▶ **ASSIGNMENT**: Give back, word for word, the line that contains "the brown shingle" and every line that follows it in the data below.

▶ **EXERCISE INPUT**:
++++++++++

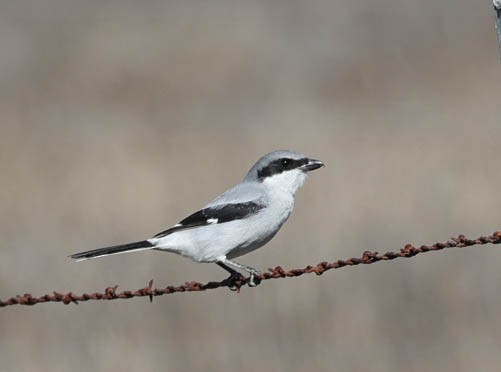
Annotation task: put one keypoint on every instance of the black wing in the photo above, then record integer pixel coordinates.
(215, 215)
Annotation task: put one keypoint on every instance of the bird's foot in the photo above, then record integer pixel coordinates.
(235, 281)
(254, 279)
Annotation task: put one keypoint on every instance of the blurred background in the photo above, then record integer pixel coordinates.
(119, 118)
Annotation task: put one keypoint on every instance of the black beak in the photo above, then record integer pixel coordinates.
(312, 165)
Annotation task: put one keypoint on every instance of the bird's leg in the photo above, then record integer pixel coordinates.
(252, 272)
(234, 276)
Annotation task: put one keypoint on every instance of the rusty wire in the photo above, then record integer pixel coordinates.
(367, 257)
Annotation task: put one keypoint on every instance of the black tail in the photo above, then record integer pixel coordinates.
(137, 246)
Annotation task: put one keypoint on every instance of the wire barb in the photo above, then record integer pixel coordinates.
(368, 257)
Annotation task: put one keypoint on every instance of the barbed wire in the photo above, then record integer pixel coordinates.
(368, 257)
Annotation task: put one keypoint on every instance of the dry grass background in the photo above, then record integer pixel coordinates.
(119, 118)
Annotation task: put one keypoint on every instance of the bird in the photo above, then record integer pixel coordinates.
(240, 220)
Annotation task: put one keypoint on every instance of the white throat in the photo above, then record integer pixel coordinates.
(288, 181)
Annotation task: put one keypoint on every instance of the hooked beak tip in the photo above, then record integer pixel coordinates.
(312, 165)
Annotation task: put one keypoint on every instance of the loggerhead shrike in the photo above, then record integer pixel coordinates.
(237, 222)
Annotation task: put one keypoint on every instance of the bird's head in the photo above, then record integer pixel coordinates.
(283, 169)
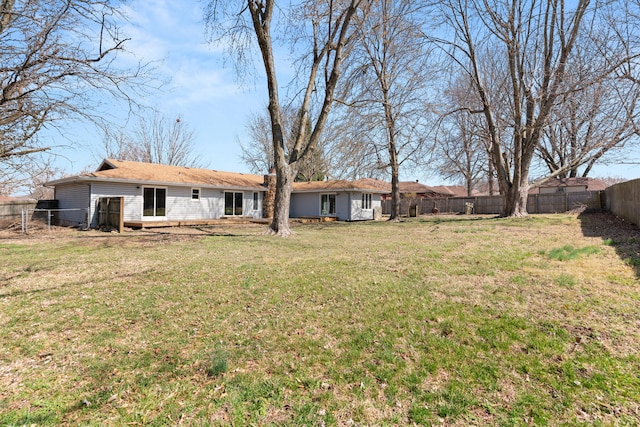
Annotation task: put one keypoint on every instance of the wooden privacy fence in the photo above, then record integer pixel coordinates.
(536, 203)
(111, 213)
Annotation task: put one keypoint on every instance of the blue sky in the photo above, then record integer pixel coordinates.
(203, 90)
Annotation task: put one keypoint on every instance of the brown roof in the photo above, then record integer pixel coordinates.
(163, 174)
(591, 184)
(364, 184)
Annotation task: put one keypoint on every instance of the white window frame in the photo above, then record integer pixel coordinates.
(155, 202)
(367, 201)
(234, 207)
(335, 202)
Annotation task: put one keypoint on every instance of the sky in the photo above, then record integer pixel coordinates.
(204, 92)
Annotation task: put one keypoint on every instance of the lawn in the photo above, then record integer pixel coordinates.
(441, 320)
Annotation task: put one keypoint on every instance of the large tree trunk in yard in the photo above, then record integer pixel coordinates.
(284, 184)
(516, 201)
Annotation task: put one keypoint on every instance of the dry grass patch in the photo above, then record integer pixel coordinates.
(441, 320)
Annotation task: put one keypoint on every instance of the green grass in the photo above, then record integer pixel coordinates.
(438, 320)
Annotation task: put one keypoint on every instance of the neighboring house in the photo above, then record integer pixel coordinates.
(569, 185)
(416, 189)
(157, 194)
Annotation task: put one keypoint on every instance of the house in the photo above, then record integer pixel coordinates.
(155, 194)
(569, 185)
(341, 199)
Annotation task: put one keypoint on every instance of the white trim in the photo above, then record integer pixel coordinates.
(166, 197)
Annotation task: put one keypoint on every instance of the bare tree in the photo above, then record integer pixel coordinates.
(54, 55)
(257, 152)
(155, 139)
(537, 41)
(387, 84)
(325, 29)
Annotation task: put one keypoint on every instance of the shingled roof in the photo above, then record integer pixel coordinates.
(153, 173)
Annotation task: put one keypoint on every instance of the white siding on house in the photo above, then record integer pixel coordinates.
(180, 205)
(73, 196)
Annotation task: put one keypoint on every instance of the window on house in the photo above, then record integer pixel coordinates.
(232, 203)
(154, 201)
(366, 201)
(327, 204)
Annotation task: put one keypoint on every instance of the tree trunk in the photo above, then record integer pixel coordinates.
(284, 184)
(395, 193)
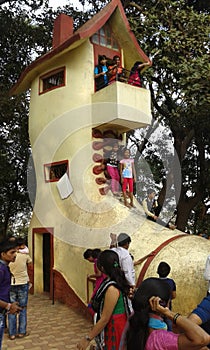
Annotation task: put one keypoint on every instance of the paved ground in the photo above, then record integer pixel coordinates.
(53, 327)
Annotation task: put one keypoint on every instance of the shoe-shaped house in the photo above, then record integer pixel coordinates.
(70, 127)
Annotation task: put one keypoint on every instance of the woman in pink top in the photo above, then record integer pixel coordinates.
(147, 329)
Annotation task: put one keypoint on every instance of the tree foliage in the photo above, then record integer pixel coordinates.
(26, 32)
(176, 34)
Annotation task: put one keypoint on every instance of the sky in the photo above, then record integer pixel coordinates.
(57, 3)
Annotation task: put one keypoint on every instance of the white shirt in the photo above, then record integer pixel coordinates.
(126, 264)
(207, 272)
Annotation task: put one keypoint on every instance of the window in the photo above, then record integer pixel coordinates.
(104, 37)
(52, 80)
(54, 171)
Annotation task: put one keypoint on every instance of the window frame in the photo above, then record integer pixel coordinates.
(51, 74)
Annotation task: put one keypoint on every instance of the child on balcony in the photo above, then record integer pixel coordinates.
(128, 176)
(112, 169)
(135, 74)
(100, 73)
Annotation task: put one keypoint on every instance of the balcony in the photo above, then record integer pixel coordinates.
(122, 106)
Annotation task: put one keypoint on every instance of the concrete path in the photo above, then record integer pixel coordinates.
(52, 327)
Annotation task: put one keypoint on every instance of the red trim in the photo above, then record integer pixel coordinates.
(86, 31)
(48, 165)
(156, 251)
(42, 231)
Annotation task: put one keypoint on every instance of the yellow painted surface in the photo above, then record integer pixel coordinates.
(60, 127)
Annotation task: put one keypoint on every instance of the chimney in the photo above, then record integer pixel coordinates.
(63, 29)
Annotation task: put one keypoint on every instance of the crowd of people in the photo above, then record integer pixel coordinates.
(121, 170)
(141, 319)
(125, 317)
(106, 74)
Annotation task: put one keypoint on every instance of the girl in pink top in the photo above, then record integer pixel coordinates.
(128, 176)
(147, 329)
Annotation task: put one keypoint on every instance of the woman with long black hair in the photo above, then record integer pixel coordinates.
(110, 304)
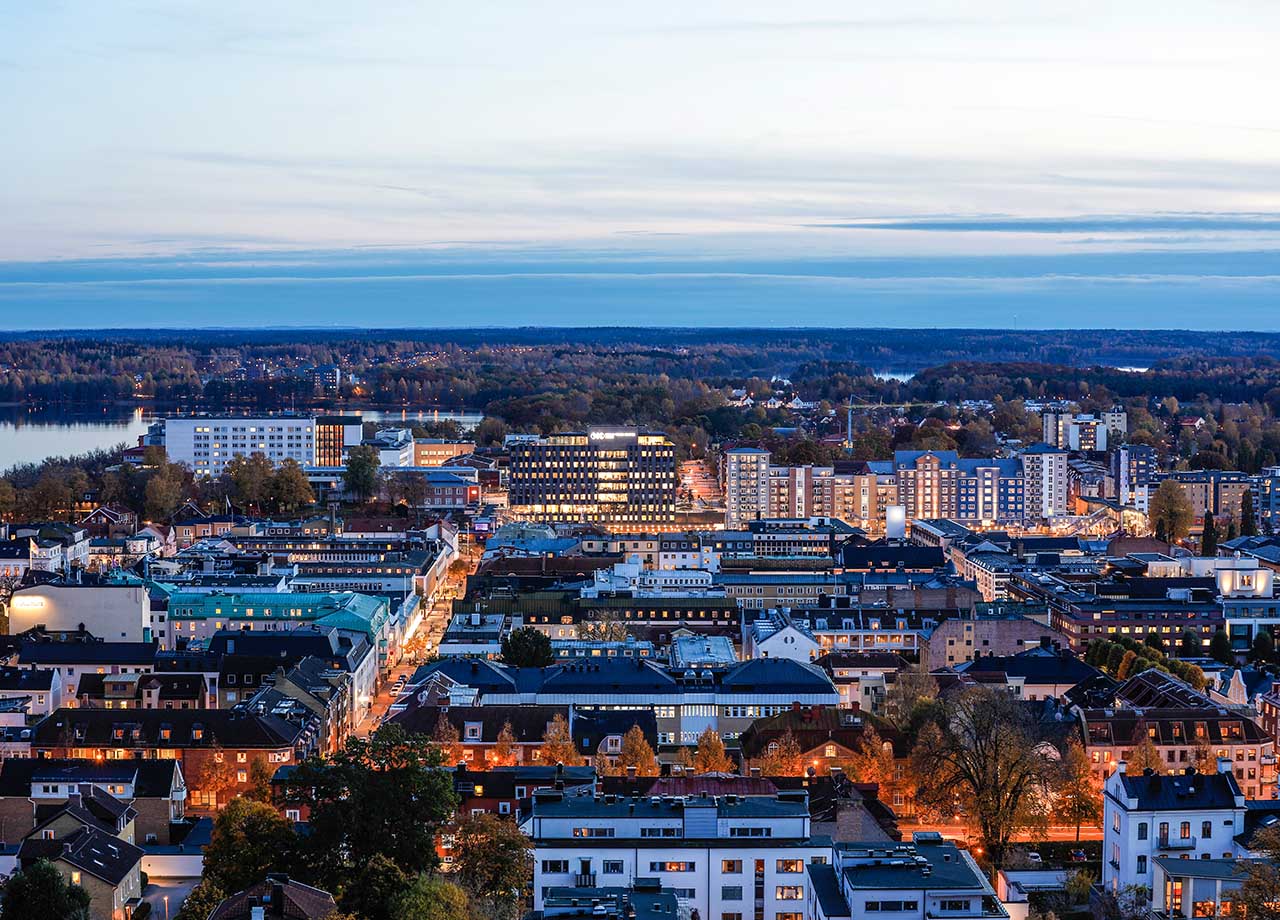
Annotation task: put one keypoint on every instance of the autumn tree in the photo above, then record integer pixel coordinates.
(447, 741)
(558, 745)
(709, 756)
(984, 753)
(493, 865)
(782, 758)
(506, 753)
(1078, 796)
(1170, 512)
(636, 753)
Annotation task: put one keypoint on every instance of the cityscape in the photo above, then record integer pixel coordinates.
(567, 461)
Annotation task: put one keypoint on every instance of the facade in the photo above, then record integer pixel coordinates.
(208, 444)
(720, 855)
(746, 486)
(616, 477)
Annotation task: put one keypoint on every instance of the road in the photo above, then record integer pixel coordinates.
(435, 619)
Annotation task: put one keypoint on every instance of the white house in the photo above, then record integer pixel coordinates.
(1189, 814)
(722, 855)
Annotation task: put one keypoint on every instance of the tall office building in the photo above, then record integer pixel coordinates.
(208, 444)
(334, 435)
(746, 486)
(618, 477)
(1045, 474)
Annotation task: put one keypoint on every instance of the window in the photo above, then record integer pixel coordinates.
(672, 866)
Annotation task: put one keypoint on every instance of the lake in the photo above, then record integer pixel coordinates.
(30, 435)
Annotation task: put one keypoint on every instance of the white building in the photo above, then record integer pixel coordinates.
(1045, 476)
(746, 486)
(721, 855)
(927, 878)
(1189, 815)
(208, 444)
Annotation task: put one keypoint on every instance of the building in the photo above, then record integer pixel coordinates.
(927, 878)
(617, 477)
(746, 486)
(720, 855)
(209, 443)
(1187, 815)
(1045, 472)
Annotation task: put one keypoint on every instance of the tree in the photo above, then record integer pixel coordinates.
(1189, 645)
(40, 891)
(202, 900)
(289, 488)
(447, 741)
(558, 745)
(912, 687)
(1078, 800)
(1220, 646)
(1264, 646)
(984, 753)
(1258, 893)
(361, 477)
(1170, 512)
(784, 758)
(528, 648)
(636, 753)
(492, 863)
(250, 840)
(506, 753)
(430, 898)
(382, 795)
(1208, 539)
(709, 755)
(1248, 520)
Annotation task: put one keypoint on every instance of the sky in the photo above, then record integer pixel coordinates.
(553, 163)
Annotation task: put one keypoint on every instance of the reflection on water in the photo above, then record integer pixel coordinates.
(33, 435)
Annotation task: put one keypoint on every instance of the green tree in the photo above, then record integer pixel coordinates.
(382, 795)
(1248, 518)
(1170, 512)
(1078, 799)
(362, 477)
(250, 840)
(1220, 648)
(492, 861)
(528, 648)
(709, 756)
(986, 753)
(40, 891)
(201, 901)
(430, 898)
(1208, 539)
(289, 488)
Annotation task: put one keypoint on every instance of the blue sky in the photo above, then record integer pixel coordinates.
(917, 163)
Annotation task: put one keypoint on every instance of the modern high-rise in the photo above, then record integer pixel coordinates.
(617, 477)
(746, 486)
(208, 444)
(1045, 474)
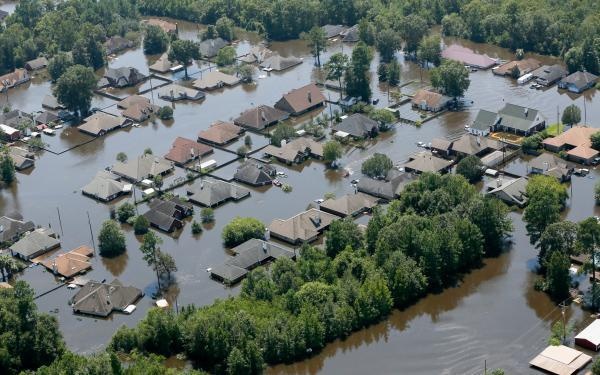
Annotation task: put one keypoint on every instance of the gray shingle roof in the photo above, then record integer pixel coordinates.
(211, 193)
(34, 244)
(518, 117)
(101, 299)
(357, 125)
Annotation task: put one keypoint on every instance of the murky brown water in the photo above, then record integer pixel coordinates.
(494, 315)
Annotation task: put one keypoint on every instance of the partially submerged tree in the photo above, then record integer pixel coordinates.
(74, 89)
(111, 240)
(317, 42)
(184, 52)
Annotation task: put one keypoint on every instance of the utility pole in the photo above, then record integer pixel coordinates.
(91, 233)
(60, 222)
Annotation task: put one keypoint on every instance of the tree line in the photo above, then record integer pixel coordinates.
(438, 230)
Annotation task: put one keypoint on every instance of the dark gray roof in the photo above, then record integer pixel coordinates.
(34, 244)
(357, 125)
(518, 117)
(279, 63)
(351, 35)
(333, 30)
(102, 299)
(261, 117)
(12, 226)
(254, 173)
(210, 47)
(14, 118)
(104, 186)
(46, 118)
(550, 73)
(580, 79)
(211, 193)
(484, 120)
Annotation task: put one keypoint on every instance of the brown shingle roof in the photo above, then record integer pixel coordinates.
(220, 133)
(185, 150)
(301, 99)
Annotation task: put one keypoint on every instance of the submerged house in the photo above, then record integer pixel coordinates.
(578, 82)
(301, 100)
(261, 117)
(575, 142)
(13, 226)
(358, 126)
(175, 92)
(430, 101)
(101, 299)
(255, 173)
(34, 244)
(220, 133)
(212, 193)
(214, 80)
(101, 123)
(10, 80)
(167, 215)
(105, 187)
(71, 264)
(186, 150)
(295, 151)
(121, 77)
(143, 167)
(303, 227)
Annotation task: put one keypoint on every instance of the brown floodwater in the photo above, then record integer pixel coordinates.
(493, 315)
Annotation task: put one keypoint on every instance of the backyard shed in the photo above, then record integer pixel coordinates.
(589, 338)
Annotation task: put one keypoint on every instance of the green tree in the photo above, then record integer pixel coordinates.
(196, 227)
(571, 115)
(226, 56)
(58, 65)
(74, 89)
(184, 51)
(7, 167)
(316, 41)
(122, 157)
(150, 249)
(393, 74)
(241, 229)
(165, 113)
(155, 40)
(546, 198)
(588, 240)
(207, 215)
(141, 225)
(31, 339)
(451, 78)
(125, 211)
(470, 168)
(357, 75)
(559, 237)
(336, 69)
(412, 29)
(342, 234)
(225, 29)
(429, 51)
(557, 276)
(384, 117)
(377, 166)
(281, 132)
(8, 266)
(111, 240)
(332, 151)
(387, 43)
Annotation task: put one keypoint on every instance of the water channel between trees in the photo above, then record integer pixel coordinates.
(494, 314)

++++++++++

▶ **RESULT OF THIS EXERCISE**:
Annotation task: put one keypoint on every instance of the brown shingle roof in the photo above, then record integer pixel coordinates.
(220, 133)
(185, 150)
(301, 99)
Annotation task: put one keypoint on every instance of the submerged house in the photo above, then record integer pixel coordinates.
(578, 82)
(301, 100)
(261, 117)
(575, 142)
(13, 226)
(358, 126)
(175, 92)
(430, 101)
(101, 299)
(255, 173)
(34, 244)
(220, 133)
(212, 193)
(214, 80)
(101, 123)
(10, 80)
(167, 215)
(105, 187)
(71, 264)
(186, 150)
(295, 151)
(121, 77)
(143, 167)
(303, 227)
Annotation task: put one keypoint on every instance of the brown floodwater in the photo above, then record integer pixel coordinates.
(493, 315)
Annotation task: put one keypoint on every instance of the backyard shed in the photo above, then record integer pixel coordinates.
(589, 338)
Annotation task: put one keypoint on every instance of the green tree in the photo above, then record integer pixel coordinates.
(196, 227)
(571, 115)
(226, 56)
(58, 65)
(74, 89)
(184, 51)
(7, 167)
(316, 41)
(122, 157)
(150, 249)
(393, 74)
(241, 229)
(165, 113)
(155, 40)
(546, 198)
(588, 240)
(207, 215)
(141, 225)
(31, 339)
(451, 78)
(125, 211)
(470, 168)
(357, 75)
(559, 237)
(336, 69)
(412, 29)
(342, 234)
(225, 29)
(429, 51)
(557, 276)
(384, 117)
(377, 166)
(281, 132)
(8, 266)
(111, 240)
(332, 151)
(387, 43)
Annotation task: put one keypoint on every instance of the water channel between trees in the photo above, then record integer pixel coordinates.
(494, 314)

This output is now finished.